→ PROBLEM DESCRIPTION:
Quote the listing below in its entirety.

→ INFORMATION GIVEN:
:::::
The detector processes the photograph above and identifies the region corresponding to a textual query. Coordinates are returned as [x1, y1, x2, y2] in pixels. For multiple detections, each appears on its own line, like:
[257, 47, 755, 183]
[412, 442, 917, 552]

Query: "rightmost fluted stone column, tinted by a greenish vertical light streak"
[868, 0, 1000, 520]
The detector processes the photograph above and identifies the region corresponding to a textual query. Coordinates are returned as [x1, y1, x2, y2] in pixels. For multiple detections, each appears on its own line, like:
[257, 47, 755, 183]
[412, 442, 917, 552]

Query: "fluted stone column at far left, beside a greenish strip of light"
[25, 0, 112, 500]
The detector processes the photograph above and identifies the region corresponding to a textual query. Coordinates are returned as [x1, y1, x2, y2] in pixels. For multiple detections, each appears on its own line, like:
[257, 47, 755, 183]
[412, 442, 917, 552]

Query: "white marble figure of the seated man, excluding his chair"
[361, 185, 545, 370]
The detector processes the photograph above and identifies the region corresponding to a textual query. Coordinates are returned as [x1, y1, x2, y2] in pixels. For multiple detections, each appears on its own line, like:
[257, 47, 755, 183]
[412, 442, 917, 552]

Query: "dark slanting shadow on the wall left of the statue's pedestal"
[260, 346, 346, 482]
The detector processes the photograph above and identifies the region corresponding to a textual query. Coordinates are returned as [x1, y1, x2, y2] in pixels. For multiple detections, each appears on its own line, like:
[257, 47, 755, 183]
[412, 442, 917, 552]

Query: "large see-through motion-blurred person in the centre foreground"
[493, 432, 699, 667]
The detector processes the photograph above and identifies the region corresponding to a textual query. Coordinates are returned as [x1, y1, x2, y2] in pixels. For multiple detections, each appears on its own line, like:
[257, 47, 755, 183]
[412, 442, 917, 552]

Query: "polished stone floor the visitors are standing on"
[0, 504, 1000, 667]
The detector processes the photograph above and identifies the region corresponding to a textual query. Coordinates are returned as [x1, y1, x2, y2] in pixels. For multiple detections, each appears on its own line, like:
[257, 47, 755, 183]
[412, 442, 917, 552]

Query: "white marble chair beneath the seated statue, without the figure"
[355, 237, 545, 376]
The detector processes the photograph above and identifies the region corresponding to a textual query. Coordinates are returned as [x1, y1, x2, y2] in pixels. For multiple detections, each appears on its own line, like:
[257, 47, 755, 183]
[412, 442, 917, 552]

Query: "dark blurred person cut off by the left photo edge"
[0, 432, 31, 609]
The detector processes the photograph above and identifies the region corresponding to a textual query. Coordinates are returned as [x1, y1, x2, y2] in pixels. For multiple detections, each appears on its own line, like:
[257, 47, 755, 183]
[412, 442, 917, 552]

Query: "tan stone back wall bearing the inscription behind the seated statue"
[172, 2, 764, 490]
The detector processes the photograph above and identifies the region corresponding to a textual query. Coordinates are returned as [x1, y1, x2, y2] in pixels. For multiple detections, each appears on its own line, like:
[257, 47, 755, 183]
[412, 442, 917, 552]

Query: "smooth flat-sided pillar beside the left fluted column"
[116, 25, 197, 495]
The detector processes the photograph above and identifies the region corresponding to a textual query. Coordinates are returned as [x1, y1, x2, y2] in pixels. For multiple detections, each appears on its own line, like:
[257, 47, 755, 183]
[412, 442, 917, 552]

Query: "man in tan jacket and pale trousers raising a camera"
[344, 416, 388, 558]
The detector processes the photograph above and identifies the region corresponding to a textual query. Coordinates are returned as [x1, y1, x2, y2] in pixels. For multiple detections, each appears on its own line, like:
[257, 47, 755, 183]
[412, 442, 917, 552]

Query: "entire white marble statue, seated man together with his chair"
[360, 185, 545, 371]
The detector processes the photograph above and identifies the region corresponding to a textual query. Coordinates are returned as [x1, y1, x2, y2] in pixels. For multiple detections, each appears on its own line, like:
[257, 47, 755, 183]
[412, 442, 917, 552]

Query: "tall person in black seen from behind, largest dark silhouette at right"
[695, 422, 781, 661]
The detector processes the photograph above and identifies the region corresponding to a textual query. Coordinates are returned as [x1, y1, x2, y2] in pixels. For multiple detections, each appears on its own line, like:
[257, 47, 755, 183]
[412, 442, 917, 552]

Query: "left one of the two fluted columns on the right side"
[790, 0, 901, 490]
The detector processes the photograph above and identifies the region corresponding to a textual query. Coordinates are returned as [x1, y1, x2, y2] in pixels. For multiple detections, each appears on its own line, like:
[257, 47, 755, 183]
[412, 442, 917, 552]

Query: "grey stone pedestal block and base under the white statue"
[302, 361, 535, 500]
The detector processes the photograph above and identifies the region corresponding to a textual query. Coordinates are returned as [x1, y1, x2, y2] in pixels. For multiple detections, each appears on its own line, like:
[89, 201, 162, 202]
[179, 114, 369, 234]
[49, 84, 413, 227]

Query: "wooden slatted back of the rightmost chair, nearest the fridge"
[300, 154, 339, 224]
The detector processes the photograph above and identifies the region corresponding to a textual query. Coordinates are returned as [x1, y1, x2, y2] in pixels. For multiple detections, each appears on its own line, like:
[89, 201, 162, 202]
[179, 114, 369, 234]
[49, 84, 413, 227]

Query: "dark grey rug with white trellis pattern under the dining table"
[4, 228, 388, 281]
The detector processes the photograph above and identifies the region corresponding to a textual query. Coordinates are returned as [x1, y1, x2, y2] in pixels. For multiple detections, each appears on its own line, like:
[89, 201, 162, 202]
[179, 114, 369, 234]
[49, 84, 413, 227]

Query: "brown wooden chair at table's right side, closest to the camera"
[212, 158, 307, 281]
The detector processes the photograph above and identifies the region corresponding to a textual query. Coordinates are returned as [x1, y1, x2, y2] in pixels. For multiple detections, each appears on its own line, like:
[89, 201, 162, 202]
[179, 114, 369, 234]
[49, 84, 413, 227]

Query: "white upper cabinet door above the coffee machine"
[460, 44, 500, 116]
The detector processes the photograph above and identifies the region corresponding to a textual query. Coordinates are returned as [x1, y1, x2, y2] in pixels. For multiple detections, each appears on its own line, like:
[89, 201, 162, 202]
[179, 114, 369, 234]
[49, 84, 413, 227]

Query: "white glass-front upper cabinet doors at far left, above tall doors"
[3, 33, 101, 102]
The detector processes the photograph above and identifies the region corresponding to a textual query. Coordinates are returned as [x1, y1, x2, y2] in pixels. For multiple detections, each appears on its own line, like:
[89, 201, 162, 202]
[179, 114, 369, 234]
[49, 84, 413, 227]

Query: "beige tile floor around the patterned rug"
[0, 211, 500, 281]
:::::
→ TASK RESPONSE:
The detector processes the photograph above and identifies the region corresponding to a textual query. Coordinates are returned as [x1, y1, x2, y2] in pixels. For multiple detections, each appears on its own line, like:
[257, 47, 755, 183]
[412, 442, 917, 552]

Query: "rightmost fluted stone column, tinted by a greenish vertical light streak"
[868, 0, 1000, 520]
The detector processes the photograph above and identifies the region corresponding to a textual query. Coordinates are returned as [x1, y1, x2, y2] in pixels. For multiple detections, each appears on its own line, like:
[257, 47, 755, 183]
[412, 442, 917, 552]

Query: "fluted stone column at far left, beside a greenish strip of light"
[25, 0, 112, 500]
The detector processes the photograph above and identifies the region corresponding to a textual query. Coordinates are returned as [x1, y1, x2, y2] in pixels. For multiple detections, each appears on its own line, like:
[257, 47, 755, 183]
[412, 442, 917, 552]

Query: "white marble figure of the seated man, excluding his chair"
[361, 185, 545, 370]
The detector processes the photograph above and identifies the region corresponding to a textual query. Coordinates are returned as [x1, y1, x2, y2] in pixels. For multiple detections, each appears on its own line, like:
[257, 47, 755, 183]
[412, 442, 917, 552]

Query: "dark slanting shadow on the wall left of the statue's pedestal"
[260, 346, 346, 482]
The detector processes the photograph above and identifies the region corresponding to a textual query. Coordinates are returned as [x1, y1, x2, y2] in pixels. For multiple detections, each appears on its own line, like:
[257, 47, 755, 183]
[412, 442, 917, 552]

Query: "large see-through motion-blurred person in the centre foreground"
[493, 432, 699, 667]
The detector processes the photograph above and identifies the region corresponding to a textual query. Coordinates are returned as [x1, y1, x2, y2] in pixels. For multiple detections, each appears on its own line, like:
[257, 47, 755, 183]
[412, 442, 917, 552]

Query: "polished stone floor the visitors are standing on"
[0, 504, 1000, 667]
The detector processes the photograph above and identifies the region corresponding to a textual query. Coordinates are returned as [x1, y1, x2, y2] in pixels. For multiple detections, each appears on its own line, like:
[257, 47, 755, 183]
[412, 442, 917, 552]

Query: "white marble chair beneath the seated statue, without the figure"
[355, 237, 545, 376]
The detector processes the photograph above and identifies the region corresponding to a textual query. Coordinates are returned as [x1, y1, x2, y2] in pixels. For multiple detections, each appears on its own line, like:
[257, 47, 755, 183]
[412, 442, 917, 552]

Query: "dark blurred person cut off by the left photo edge"
[0, 432, 31, 609]
The detector processes the photograph above and identifies the region corresponding to a textual query. Coordinates are returned as [x1, y1, x2, y2] in pixels. For multiple detections, each appears on its own line, like:
[257, 47, 755, 183]
[412, 442, 917, 552]

Query: "tan stone back wall bearing the inscription behind the seated statue"
[172, 2, 764, 490]
The detector processes the photograph above and identifies the region corresponding to a textual query. Coordinates are returned as [x1, y1, x2, y2] in pixels. For multiple detections, each appears on its own line, like:
[257, 47, 755, 183]
[412, 442, 917, 552]

Query: "smooth flat-sided pillar beside the left fluted column"
[116, 25, 197, 495]
The detector processes the photograph above and identifies the region corresponding to a textual query. Coordinates are returned as [x1, y1, x2, y2] in pixels. For multiple detections, each appears on its own line, like:
[257, 47, 755, 183]
[412, 442, 917, 552]

Query: "man in tan jacket and pale trousers raising a camera"
[344, 416, 388, 558]
The detector processes the photograph above and identifies the region corresponding to a textual query. Coordinates are returned as [x1, y1, x2, y2] in pixels. For multiple detections, each appears on its own line, like:
[257, 47, 755, 183]
[412, 442, 917, 552]

Query: "entire white marble statue, seated man together with his chair"
[360, 185, 545, 371]
The detector processes the photograph above and identifies the region corresponding to a textual query. Coordinates are returned as [x1, y1, x2, y2] in pixels. For multiple detections, each appears on its own line, like:
[257, 47, 755, 183]
[412, 442, 917, 552]

Query: "tall person in black seen from behind, largest dark silhouette at right"
[695, 422, 781, 661]
The detector processes the photograph above and identifies the region corresponding to a textual query. Coordinates are returned as [x1, y1, x2, y2] in pixels. For multiple detections, each appears on its own line, like:
[257, 47, 755, 183]
[412, 442, 917, 552]

Query: "left one of the two fluted columns on the right side"
[790, 0, 901, 490]
The detector processes the photograph above and identifies the region corresponding to a textual query. Coordinates are returned as [x1, y1, x2, y2] in pixels. For multiple detections, each appears on its own line, like:
[257, 47, 755, 183]
[412, 442, 917, 552]

Query: "grey stone pedestal block and base under the white statue"
[302, 361, 535, 500]
The detector processes the photograph above and identifies the region corresponding to a textual query. Coordinates are returned as [x1, y1, x2, y2] in pixels. For multiple detections, each appears on its own line, like:
[89, 201, 162, 202]
[179, 114, 369, 234]
[49, 84, 413, 227]

Query: "wooden slatted back of the rightmost chair, nearest the fridge"
[300, 154, 339, 224]
The detector processes the photograph above and identifies the region corresponding to a textual query. Coordinates are returned as [x1, y1, x2, y2] in pixels. For multiple detections, each appears on its own line, like:
[89, 201, 162, 202]
[179, 114, 369, 234]
[49, 84, 413, 227]

Query: "dark grey rug with white trellis pattern under the dining table"
[4, 228, 388, 281]
The detector processes the photograph above and identifies the region corresponding to a textual query. Coordinates are returned as [x1, y1, x2, y2] in pixels. For multiple detections, each appears on its own line, like:
[89, 201, 162, 202]
[179, 114, 369, 234]
[49, 84, 413, 227]

Query: "brown wooden chair at table's right side, closest to the camera"
[212, 158, 307, 281]
The detector processes the photograph above and identifies the region corresponding to a textual query. Coordinates are returned as [x1, y1, x2, y2] in pixels. For multiple detections, each appears on its own line, like:
[89, 201, 162, 202]
[179, 114, 369, 234]
[49, 84, 413, 227]

Query: "white upper cabinet door above the coffee machine"
[460, 44, 500, 116]
The detector processes the photograph above and identifies the region corresponding to a textual query. Coordinates are returned as [x1, y1, x2, y2] in pixels. For multiple detections, each appears on its own line, like:
[89, 201, 162, 202]
[179, 114, 369, 234]
[49, 84, 413, 227]

Query: "white glass-front upper cabinet doors at far left, above tall doors"
[3, 33, 101, 102]
The detector processes the photograph above and identifies the region corresponding to a textual query. Coordinates are returned as [x1, y1, x2, y2] in pixels. For multiple detections, each appears on its own line, like:
[89, 201, 162, 202]
[179, 114, 369, 234]
[49, 84, 413, 227]

Query: "beige tile floor around the patterned rug"
[0, 211, 500, 281]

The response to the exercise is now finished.